● **Data supplied**

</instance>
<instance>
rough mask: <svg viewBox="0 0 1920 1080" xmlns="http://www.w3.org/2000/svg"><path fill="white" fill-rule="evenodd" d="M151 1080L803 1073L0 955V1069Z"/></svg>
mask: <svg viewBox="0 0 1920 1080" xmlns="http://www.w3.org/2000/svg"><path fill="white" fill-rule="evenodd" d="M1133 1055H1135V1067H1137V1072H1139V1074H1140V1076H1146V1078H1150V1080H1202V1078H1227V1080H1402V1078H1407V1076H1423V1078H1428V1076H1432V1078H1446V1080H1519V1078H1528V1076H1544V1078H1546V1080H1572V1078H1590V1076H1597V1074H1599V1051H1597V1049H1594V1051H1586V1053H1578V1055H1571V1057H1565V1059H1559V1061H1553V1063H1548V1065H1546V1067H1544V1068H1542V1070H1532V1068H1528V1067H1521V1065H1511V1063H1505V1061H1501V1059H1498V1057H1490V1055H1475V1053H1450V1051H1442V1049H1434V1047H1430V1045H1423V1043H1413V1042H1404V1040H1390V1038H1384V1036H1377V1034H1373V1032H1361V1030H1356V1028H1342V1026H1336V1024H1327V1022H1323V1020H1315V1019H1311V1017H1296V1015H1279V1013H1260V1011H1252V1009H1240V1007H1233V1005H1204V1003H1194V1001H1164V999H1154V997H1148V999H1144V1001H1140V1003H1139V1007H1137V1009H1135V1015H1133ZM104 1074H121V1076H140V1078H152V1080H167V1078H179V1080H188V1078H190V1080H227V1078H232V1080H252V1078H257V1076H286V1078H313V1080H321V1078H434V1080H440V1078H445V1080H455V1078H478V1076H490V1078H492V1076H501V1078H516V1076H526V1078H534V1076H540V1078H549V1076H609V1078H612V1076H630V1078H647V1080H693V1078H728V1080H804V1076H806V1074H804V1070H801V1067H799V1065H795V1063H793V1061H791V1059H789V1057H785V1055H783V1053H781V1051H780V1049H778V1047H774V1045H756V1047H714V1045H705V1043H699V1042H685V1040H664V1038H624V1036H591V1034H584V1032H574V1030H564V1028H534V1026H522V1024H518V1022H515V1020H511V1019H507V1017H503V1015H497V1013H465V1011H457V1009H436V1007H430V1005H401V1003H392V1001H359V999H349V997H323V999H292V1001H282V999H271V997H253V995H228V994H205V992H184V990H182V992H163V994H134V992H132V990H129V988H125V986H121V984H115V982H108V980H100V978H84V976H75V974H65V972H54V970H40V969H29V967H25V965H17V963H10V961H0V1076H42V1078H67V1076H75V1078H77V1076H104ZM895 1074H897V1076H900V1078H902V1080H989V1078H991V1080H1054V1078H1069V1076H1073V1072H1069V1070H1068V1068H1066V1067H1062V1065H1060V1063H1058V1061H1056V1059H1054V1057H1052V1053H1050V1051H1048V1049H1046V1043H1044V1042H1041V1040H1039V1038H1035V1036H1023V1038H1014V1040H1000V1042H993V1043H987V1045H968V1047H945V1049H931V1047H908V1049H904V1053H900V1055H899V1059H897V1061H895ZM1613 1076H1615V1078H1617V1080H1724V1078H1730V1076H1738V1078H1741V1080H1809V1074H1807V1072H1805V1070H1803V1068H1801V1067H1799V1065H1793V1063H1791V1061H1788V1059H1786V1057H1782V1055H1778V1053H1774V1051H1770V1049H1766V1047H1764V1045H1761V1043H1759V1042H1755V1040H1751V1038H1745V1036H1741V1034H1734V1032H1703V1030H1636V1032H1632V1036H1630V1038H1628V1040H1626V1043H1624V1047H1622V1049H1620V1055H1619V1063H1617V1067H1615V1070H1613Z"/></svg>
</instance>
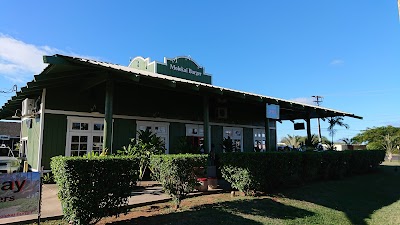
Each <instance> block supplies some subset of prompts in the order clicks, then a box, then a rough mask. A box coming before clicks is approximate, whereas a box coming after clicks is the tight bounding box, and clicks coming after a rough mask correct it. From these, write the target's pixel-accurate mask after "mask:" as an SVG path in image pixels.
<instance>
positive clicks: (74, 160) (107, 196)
mask: <svg viewBox="0 0 400 225" xmlns="http://www.w3.org/2000/svg"><path fill="white" fill-rule="evenodd" d="M51 169H52V172H53V174H54V179H55V181H56V183H57V184H58V197H59V199H60V200H61V204H62V208H63V214H64V219H66V220H67V221H72V222H73V223H74V224H94V223H96V222H98V221H99V220H100V219H101V218H103V217H107V216H118V215H119V214H121V213H127V212H128V209H127V207H125V206H127V204H128V197H129V196H131V191H132V188H133V187H134V185H135V182H136V180H137V169H138V165H137V160H136V159H135V158H133V157H121V156H120V157H116V156H106V157H99V156H97V157H95V156H92V157H62V156H56V157H53V158H52V159H51Z"/></svg>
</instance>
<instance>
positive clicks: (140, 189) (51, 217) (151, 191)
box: [0, 181, 221, 224]
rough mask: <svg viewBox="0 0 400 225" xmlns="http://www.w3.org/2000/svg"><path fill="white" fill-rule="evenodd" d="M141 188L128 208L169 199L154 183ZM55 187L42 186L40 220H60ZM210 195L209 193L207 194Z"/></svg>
mask: <svg viewBox="0 0 400 225" xmlns="http://www.w3.org/2000/svg"><path fill="white" fill-rule="evenodd" d="M138 185H140V186H141V188H139V189H136V190H134V191H133V192H132V196H131V197H130V198H129V203H128V204H129V206H130V207H132V208H134V207H140V206H144V205H151V204H155V203H160V202H167V201H169V200H170V199H171V198H170V197H169V196H168V195H166V194H164V193H163V192H162V187H161V186H160V185H157V182H154V181H142V182H141V183H140V184H138ZM57 188H58V187H57V185H56V184H43V192H42V212H41V218H42V219H46V218H62V216H63V213H62V209H61V202H60V200H59V199H58V197H57V192H58V189H57ZM218 191H221V189H215V190H213V191H212V192H211V193H214V192H218ZM201 194H205V193H202V192H195V193H193V194H192V195H201ZM207 194H210V193H207ZM37 218H38V216H37V215H36V214H33V215H27V216H19V217H12V218H5V219H0V224H19V222H22V221H24V222H26V221H32V222H35V221H34V220H37Z"/></svg>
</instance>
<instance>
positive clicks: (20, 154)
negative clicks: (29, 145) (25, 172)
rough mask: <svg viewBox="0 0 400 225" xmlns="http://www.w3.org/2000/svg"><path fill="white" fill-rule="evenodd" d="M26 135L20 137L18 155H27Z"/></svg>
mask: <svg viewBox="0 0 400 225" xmlns="http://www.w3.org/2000/svg"><path fill="white" fill-rule="evenodd" d="M28 151H29V149H28V137H22V138H21V144H20V150H19V153H20V156H22V157H25V158H27V157H28Z"/></svg>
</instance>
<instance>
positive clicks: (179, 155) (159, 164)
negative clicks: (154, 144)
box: [150, 154, 207, 208]
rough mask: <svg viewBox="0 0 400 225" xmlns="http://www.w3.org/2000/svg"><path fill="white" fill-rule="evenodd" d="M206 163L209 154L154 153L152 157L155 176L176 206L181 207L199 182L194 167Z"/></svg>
mask: <svg viewBox="0 0 400 225" xmlns="http://www.w3.org/2000/svg"><path fill="white" fill-rule="evenodd" d="M206 165H207V155H196V154H177V155H153V156H152V157H151V159H150V168H151V170H152V171H153V176H154V178H155V179H156V180H157V181H159V182H160V183H161V185H162V187H163V189H164V191H165V192H166V193H167V194H169V195H170V196H171V198H172V200H173V201H174V203H175V205H176V208H179V205H180V203H181V201H182V200H183V199H184V198H185V197H186V195H187V194H188V193H189V192H191V191H193V189H194V187H195V186H196V185H197V184H198V183H197V179H196V176H195V173H194V168H195V167H205V166H206Z"/></svg>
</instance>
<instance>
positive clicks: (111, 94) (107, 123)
mask: <svg viewBox="0 0 400 225" xmlns="http://www.w3.org/2000/svg"><path fill="white" fill-rule="evenodd" d="M113 98H114V82H113V81H112V80H108V81H107V84H106V100H105V110H104V114H105V115H104V136H103V148H107V149H108V152H109V153H112V143H111V140H112V130H113Z"/></svg>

● **Description of the task**
Please reproduce the records from the line containing "163L209 154L154 153L152" down to the end of the records, substituting "foreground clicks" for "positive clicks" and leaving everything else unchanged.

● **Task answer**
rough mask: <svg viewBox="0 0 400 225" xmlns="http://www.w3.org/2000/svg"><path fill="white" fill-rule="evenodd" d="M206 163L209 154L154 153L152 157L155 176L176 206L181 207L199 182L194 167Z"/></svg>
mask: <svg viewBox="0 0 400 225" xmlns="http://www.w3.org/2000/svg"><path fill="white" fill-rule="evenodd" d="M206 165H207V155H196V154H177V155H153V156H152V157H151V159H150V168H151V170H152V171H153V176H154V178H155V179H156V180H157V181H159V182H160V183H161V185H162V187H163V189H164V191H165V192H166V193H167V194H169V195H170V196H171V198H172V200H173V201H174V203H175V205H176V208H179V205H180V203H181V201H182V200H183V199H184V198H185V197H186V195H187V194H188V193H189V192H191V191H193V189H194V187H195V186H196V185H197V184H198V183H197V179H196V176H195V173H194V168H195V167H205V166H206Z"/></svg>
</instance>
<instance>
foreground clicks: (111, 94) (107, 123)
mask: <svg viewBox="0 0 400 225" xmlns="http://www.w3.org/2000/svg"><path fill="white" fill-rule="evenodd" d="M113 98H114V82H113V81H112V80H108V81H107V84H106V100H105V110H104V114H105V115H104V136H103V148H107V149H108V152H109V153H112V143H111V140H112V130H113Z"/></svg>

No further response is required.